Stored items
-.-.-

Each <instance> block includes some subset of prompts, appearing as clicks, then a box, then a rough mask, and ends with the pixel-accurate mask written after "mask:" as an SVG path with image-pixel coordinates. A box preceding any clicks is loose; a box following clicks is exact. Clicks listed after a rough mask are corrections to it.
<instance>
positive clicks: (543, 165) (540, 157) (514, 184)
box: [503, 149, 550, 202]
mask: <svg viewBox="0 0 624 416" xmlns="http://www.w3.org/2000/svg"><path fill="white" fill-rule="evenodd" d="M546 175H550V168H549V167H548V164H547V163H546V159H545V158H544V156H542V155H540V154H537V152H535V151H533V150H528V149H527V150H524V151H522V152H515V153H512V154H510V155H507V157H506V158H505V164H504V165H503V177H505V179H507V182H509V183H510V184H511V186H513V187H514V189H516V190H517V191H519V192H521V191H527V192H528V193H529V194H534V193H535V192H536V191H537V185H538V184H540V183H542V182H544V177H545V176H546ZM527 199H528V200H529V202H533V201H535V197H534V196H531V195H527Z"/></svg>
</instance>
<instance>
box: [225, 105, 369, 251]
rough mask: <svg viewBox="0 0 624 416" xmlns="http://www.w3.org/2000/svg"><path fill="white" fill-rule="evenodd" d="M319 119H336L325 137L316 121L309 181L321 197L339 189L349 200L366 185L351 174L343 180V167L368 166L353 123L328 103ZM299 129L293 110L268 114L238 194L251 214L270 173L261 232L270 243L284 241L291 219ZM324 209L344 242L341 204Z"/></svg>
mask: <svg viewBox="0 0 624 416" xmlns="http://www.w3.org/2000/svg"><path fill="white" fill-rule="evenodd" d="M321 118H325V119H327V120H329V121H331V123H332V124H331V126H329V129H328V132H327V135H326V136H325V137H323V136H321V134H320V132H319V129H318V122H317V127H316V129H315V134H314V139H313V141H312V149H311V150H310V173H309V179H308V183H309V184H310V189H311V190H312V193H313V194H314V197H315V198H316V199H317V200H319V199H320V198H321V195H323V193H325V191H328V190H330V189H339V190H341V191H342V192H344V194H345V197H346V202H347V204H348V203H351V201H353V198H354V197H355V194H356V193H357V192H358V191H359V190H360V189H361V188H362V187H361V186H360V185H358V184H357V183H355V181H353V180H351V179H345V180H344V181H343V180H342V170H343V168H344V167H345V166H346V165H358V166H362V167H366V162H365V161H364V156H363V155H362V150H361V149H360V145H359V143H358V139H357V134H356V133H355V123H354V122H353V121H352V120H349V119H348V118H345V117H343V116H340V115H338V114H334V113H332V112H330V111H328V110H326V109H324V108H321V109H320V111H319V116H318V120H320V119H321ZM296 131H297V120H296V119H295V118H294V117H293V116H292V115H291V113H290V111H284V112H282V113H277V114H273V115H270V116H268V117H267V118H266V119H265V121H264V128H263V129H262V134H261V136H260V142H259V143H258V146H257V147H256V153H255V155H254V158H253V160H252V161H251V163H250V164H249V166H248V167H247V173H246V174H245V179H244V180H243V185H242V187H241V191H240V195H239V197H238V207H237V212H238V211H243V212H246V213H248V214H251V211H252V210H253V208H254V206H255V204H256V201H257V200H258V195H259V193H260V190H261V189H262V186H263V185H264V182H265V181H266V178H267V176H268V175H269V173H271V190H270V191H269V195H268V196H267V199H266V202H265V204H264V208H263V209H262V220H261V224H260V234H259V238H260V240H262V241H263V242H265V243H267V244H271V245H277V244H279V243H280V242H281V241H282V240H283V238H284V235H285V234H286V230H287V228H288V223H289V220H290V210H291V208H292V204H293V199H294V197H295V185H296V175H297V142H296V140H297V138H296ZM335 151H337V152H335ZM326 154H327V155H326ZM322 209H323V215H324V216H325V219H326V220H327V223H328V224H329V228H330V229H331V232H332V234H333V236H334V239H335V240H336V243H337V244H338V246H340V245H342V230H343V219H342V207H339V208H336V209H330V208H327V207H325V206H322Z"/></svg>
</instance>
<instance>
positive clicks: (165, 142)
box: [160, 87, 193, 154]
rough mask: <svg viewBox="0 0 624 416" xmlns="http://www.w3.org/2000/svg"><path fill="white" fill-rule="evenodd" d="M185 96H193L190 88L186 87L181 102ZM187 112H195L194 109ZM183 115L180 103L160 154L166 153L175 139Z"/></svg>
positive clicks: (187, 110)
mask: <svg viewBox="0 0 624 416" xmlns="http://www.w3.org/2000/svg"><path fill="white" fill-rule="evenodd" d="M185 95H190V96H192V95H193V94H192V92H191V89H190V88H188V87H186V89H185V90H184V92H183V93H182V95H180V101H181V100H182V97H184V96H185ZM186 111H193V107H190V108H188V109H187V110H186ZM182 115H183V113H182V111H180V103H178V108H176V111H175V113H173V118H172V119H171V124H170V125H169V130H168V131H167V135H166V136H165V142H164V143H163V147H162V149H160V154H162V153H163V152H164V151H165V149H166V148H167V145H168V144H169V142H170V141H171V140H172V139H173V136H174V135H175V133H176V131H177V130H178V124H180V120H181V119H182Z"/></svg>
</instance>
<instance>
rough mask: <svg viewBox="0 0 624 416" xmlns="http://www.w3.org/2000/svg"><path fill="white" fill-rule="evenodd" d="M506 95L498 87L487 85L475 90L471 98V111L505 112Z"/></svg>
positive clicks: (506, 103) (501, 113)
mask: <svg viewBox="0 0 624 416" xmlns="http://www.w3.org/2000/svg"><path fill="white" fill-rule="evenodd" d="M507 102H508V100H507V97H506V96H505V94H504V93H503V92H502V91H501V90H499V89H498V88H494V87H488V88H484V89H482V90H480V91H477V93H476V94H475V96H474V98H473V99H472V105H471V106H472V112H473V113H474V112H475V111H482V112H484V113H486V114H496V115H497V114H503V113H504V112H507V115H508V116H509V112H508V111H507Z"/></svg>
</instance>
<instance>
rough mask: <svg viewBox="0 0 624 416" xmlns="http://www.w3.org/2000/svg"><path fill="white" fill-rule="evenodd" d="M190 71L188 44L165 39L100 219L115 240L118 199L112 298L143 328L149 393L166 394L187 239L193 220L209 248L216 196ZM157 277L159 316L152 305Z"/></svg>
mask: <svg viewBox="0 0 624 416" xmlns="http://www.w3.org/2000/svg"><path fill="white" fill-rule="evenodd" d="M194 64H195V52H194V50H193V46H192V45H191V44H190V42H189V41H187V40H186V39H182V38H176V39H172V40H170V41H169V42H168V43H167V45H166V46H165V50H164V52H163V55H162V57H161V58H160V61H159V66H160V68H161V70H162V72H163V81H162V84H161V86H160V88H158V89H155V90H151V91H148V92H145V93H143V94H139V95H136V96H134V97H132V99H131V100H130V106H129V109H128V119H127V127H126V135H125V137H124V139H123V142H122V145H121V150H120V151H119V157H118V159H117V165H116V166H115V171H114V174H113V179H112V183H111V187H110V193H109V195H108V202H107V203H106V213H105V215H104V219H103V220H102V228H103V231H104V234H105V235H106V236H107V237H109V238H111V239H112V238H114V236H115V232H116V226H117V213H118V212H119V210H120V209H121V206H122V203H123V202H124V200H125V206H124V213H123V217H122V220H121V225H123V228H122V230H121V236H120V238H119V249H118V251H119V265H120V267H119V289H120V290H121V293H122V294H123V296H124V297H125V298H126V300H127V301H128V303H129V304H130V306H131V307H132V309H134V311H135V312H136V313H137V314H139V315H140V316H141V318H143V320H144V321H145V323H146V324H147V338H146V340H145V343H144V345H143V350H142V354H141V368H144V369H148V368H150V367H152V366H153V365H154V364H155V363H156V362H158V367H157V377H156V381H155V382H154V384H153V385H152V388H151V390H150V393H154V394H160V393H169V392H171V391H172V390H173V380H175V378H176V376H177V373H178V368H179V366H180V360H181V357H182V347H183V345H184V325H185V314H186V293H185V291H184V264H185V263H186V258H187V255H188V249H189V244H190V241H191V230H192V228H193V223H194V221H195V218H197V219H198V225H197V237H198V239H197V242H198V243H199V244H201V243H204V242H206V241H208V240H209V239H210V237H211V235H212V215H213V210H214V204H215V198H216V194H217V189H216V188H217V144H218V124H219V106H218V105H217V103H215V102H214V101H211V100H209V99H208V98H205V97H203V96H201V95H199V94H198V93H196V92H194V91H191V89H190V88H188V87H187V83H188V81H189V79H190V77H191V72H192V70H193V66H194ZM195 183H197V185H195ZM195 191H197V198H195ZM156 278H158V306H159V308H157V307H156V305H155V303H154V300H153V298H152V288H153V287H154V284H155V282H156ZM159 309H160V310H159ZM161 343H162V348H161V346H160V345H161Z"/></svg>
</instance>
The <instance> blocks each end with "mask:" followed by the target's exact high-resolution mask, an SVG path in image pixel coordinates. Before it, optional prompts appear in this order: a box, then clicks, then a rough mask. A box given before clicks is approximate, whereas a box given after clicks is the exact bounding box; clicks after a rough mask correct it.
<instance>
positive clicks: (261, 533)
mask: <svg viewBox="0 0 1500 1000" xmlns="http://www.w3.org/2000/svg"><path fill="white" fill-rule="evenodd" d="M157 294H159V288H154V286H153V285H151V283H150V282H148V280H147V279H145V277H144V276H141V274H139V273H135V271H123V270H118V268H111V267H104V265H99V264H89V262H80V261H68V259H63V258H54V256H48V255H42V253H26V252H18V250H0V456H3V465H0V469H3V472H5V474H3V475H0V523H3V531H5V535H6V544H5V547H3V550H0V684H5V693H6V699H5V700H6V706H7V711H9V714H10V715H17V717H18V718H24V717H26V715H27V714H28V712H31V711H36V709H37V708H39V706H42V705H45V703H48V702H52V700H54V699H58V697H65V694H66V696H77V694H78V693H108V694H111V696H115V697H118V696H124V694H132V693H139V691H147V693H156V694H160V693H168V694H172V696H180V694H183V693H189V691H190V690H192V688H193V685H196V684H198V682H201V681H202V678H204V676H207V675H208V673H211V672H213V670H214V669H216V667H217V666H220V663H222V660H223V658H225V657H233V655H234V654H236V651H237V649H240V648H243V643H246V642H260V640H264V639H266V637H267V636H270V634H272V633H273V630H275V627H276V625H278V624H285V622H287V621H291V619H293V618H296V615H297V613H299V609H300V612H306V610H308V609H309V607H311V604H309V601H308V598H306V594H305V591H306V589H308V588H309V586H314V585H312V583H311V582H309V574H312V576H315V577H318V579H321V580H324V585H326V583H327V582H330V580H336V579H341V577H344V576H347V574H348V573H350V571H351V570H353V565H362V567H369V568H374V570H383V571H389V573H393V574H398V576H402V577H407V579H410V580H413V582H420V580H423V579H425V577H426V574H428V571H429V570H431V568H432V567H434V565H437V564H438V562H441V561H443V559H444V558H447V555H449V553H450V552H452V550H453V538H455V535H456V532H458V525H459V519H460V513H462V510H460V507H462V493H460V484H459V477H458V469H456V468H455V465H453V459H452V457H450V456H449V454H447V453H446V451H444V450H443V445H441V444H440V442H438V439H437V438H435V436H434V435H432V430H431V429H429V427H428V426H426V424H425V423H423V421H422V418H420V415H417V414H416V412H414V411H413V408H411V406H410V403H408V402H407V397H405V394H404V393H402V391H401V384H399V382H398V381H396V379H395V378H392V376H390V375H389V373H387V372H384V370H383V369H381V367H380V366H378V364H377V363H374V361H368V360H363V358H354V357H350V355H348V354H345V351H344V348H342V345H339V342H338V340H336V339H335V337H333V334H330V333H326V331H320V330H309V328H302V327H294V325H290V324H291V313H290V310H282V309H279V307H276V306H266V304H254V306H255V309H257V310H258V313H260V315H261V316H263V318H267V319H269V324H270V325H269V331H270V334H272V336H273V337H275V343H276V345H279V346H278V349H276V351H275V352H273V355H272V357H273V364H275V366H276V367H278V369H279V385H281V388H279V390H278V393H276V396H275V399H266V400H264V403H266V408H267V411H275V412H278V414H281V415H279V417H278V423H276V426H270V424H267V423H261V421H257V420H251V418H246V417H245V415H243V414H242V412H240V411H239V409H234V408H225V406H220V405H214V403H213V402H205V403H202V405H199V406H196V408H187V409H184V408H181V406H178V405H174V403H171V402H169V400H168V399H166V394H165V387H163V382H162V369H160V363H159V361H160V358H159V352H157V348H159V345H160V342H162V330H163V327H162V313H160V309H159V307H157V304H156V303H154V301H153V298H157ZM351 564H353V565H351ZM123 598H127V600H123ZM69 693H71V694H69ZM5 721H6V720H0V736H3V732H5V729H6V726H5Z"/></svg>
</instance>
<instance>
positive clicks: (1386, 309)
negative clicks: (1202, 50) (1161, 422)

-.-.-

* **EXERCISE DESCRIPTION**
Quote every line from the beginning of the entries up to and including the line that contains "positive clicks: (543, 165)".

* **TASK SOLUTION**
Each <instance> block includes some subset of prompts, appearing as clicks, then a box, then a rough mask, and ends with the pixel-accurate mask written after "mask:" as an SVG path with image-pixel coordinates. A box preceding any clicks is loose; a box following clicks is exact. Clicks listed after a rough mask are corrections to it.
<instance>
positive clicks: (543, 165) (540, 157) (514, 184)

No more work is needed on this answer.